§ STATED PROBLEM 1
According to the case excerpt, what date did the plaintiff issue the liability policy to Clarence Wells?
§ STATED PROBLEM 2
Reproduce the case excerpt word for word, everything from "Lumber Mutual Casualty" down to "of liability insurance.".

§ TEXT SEGMENT
----

Lumber Mutual Casualty Insurance v. Wells

35 S.E.2d 631 | N.C. | 1945

Proceeding for declaratory judgment to determine rights of parties under policy of liability insurance.

On 12 October, 1943, the plaintiff issued to the defendant, Clarence Wells, a policy of liability insurance on his "Dodge Truck, panel-body delivery passenger type," for use "business — pleasure," to be in force a year. On 29 October, 1943, by "Correction Endorsement," the automobile was described as "a 1934 Dodge, panel-body delivery Sedan instead of as previously stated."

The policy contains a number of exclusions, the first being:

"This policy does not apply: (a) while the automobile is used as a public or livery conveyance, unless such use is specifically declared and described in this policy and premium charged therefor."

It is conceded that the policy covers the accident in question unless it come within exclusion "a." No extra premium was charged or paid for use of the vehicle "as a public or livery conveyance."

----

§ STORED DATA
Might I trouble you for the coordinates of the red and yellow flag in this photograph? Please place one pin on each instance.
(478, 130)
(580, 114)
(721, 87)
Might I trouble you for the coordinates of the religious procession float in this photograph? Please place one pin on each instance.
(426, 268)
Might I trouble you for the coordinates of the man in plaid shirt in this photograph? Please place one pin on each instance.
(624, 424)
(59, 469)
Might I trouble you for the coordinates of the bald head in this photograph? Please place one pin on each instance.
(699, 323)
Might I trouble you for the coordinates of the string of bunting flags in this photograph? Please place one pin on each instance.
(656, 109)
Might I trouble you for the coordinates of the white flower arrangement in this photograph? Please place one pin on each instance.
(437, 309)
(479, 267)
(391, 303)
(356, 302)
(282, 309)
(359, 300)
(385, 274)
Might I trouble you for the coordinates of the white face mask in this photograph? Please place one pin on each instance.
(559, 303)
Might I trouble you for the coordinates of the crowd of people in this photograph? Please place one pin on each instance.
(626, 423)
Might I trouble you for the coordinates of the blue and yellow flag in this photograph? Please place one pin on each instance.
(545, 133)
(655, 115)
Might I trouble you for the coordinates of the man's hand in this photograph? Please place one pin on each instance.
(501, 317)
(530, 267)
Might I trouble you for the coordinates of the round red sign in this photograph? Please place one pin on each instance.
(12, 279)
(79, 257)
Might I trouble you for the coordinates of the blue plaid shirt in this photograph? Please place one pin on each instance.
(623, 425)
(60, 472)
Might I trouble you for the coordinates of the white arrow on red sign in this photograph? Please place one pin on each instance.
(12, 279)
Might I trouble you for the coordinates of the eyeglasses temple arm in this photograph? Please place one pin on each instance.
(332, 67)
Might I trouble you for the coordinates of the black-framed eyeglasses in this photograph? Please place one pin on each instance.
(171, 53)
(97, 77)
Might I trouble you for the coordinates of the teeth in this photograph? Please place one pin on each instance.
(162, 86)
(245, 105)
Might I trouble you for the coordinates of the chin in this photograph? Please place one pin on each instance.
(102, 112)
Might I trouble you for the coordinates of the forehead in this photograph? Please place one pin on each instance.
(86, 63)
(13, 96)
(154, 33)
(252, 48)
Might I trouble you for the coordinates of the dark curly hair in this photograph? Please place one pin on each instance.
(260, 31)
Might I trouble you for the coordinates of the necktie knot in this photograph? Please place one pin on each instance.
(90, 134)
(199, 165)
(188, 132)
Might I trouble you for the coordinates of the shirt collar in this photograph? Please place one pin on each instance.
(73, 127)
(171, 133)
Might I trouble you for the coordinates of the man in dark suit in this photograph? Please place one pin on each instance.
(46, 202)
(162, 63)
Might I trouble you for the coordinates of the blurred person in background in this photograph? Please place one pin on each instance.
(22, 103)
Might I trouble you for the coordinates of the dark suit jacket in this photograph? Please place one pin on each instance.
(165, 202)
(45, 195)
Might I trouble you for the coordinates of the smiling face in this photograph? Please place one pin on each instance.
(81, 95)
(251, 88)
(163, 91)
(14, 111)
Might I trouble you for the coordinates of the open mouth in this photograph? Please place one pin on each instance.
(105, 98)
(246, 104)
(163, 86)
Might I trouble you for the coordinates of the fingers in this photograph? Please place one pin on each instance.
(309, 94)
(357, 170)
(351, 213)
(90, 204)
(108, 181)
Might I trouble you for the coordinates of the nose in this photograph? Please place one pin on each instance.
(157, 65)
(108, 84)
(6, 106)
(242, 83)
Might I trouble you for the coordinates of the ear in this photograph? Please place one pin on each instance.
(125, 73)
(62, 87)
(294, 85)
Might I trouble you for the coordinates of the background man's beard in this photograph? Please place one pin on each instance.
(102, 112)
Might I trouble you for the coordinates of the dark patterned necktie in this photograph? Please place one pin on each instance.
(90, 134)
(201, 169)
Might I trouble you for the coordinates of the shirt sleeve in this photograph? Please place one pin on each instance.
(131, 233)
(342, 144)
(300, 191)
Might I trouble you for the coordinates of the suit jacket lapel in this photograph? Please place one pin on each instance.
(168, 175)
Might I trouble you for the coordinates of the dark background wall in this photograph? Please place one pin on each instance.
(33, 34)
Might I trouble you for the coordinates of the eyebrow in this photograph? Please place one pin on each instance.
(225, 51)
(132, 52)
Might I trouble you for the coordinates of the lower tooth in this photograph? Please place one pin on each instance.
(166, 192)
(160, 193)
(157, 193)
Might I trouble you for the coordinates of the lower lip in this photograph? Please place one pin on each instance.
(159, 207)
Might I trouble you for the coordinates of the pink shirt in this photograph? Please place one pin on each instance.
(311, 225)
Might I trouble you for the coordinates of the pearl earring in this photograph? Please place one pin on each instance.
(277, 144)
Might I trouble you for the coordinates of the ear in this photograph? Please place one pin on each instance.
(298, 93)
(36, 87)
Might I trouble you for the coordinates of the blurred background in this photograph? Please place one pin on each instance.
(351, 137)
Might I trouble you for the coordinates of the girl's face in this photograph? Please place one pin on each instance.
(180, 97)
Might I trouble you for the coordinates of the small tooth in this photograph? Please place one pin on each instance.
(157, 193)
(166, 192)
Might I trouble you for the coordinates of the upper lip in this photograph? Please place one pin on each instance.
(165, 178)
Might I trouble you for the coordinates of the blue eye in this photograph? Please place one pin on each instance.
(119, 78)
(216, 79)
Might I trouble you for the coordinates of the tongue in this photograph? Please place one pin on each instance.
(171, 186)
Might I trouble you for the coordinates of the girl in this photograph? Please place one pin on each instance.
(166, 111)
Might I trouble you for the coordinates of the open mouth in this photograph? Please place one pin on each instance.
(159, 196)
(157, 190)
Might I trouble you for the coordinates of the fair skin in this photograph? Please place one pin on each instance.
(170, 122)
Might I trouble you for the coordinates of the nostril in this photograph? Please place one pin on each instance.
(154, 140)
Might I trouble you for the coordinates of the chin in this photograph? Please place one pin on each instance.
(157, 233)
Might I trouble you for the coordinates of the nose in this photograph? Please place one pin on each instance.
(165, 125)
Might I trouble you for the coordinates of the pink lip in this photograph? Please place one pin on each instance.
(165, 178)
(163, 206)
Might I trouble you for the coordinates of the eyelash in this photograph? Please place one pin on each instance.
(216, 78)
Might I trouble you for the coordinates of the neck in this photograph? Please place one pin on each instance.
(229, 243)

----

§ REPLY 1
12 October, 1943

§ REPLY 2
Lumber Mutual Casualty Insurance v. Wells

35 S.E.2d 631 | N.C. | 1945

Proceeding for declaratory judgment to determine rights of parties under policy of liability insurance.